Reproduce verbatim the stretch of the UNIX development passage below from "A base library, the" through "For end users.".

Excerpted text:
* Begin *
A base library, the "libc", provides a development environment for the developers. Written in C, it only supports C but is enough to compile a multi-language compiler. The system and libc library calls are all documented in the same way the programs are. From this point developers can compile and use the software and languages of their choice, as the system and library calls are most of the time following the UNIX standards.

For end users.

The end users will simply use the applications developed by the above developers. This can be done transparentely from their original programming language. There are even systems where a single installation of a program can talk any user's language, provided the translation has been written. Of course both text-based and graphical environments are available.

Thousands of applications are available on almost all UNIX systems. Some sites are very famous at referencing them, such as "Freshmeat" http://freshmeat.net.
* End *
Dataset extract:
* Begin *
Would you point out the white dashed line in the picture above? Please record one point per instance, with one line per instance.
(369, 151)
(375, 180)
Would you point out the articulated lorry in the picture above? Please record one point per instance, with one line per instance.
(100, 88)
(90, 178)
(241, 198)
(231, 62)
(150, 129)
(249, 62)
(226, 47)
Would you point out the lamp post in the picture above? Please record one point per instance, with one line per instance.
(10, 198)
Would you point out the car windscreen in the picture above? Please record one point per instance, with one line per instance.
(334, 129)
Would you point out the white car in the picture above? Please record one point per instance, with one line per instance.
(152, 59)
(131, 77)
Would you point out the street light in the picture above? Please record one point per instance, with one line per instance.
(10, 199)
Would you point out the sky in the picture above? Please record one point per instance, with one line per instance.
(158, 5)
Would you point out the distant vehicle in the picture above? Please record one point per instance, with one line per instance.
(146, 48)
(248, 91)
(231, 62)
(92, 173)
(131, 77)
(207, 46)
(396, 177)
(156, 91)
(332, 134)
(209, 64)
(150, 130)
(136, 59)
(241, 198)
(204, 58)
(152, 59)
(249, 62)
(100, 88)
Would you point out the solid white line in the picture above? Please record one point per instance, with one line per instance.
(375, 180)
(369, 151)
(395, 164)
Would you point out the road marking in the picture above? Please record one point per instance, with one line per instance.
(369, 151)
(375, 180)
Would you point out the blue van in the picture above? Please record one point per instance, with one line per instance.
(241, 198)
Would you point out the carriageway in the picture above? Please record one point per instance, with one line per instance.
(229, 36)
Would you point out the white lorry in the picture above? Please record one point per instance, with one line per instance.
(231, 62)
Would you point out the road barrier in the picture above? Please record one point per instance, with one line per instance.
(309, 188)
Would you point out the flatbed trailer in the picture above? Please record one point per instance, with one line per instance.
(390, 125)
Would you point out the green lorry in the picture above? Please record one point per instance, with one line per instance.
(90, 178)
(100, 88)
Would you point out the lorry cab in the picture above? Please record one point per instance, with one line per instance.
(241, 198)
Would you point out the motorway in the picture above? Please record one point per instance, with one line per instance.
* End *
Answer for the task:
A base library, the "libc", provides a development environment for the developers. Written in C, it only supports C but is enough to compile a multi-language compiler. The system and libc library calls are all documented in the same way the programs are. From this point developers can compile and use the software and languages of their choice, as the system and library calls are most of the time following the UNIX standards.

For end users.